Google has unveiled Gemini 2.5 Computer Use, a new AI model designed to interact with digital interfaces in ways that closely mimic human web behavior. Available now in public preview through the Gemini API on Google AI Studio and Vertex AI, the model marks a notable step toward more autonomous, task-oriented agents that can operate across websites and web apps.
Built on the foundation of Gemini 2.5 Pro, the Computer Use model extends its predecessor’s visual understanding and reasoning capabilities into interactive environments. It can perform common browser-based actions such as clicking, scrolling, typing, selecting dropdowns, and navigating between pages. In early benchmarks, Google reports that Gemini 2.5 Computer Use surpassed competing systems on tests like Online-Mind2Web, WebVoyager, and AndroidWorld, while maintaining faster response times.
Unlike conventional AI models that rely solely on API calls, Gemini 2.5 Computer Use interprets screenshots of a digital interface and generates precise UI actions in response. The process is iterative: the agent receives a screenshot and a task description, decides the next logical action (for example, clicking a button or entering text), executes it, and then analyzes the resulting interface through a new screenshot. This loop continues until the task is completed.
In demonstration videos, Google showcased the model sorting sticky notes on a virtual whiteboard and transferring data—such as pet details—from one website to a customer relationship management system. While these examples were accelerated for clarity, they highlight the model’s ability to handle multi-step workflows that typically require human attention.

> [DATASET ENTRIES]:
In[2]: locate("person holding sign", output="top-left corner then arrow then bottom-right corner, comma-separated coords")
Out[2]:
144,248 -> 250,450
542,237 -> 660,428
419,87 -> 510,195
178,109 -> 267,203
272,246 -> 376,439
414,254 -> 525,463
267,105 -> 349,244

> [WHAT YOU ARE ASKED TO DO]:
In the passage about Gemini 2.5 Computer Use, turn the paragraph that begins "Unlike conventional AI models" into a short list that keeps its main facts. The material is not used here.

> [TASK RESPONSE]:
- Gemini 2.5 Computer Use doesn't rely only on API calls. It reads screenshots of a digital interface and responds with precise UI actions.
- It works in a loop. It gets a screenshot and a task description, picks the next logical action (such as clicking a button or entering text), carries it out, then looks at a new screenshot of the result.
- The loop repeats until the task is done.